■ **Exercise**
Reproduce the listing from its first line through the line containing "555), (187, 574)]", substituting "timber door panel" for "wooden door panel" wherever it occurs and leaving everything else unchanged.

■ **Dataset rows**
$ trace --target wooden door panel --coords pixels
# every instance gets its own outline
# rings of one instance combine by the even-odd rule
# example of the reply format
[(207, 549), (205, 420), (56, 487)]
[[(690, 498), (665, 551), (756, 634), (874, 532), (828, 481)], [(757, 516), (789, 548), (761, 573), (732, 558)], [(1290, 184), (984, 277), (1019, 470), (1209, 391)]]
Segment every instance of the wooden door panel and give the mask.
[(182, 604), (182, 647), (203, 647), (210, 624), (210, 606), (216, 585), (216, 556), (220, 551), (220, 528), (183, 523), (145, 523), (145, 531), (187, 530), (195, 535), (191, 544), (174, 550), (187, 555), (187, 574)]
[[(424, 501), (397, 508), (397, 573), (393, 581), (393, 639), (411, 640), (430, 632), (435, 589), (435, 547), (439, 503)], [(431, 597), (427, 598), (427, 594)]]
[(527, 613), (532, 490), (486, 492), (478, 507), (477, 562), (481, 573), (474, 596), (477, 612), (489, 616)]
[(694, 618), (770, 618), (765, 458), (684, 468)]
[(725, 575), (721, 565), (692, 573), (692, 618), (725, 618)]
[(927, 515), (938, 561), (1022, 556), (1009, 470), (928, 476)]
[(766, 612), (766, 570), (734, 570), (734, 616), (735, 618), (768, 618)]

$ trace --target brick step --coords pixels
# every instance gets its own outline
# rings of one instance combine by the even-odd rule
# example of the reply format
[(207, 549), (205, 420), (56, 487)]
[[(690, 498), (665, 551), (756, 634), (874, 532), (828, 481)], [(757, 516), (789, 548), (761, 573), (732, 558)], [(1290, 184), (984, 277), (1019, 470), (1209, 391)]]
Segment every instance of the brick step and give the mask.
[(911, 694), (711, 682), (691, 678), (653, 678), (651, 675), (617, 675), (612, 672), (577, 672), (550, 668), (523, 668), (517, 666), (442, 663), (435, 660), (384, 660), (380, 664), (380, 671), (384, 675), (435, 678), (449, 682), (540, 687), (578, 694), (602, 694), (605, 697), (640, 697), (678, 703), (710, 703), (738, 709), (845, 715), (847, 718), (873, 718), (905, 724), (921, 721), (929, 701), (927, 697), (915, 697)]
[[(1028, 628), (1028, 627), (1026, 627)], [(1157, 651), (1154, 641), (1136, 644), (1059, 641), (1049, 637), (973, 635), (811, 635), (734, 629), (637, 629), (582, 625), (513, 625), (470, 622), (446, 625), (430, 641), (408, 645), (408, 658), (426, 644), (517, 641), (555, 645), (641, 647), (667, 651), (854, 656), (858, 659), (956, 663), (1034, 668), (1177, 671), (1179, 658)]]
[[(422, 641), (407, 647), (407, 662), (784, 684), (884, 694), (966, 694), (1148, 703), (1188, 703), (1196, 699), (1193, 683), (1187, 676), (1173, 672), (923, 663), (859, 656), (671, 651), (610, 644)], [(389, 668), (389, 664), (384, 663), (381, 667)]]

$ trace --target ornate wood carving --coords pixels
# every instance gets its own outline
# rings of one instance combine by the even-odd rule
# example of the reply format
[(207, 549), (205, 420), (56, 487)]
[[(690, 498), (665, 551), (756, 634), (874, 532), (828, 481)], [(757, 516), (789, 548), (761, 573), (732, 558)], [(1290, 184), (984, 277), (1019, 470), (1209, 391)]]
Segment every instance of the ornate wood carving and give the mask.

■ **Exercise result**
$ trace --target timber door panel --coords pixels
# every instance gets its own outline
# rings of one instance combine by the even-odd rule
# example of the reply format
[(207, 549), (205, 420), (56, 487)]
[[(690, 498), (665, 551), (756, 634), (874, 532), (828, 481)], [(757, 516), (789, 548), (761, 573), (732, 558)], [(1290, 184), (984, 277), (1019, 470), (1209, 391)]]
Segment every instance of the timber door panel and give the mask.
[(182, 604), (182, 647), (203, 647), (210, 624), (210, 606), (216, 585), (216, 556), (220, 551), (220, 528), (183, 523), (145, 523), (145, 531), (187, 530), (195, 535), (191, 544), (174, 550), (187, 555), (187, 574)]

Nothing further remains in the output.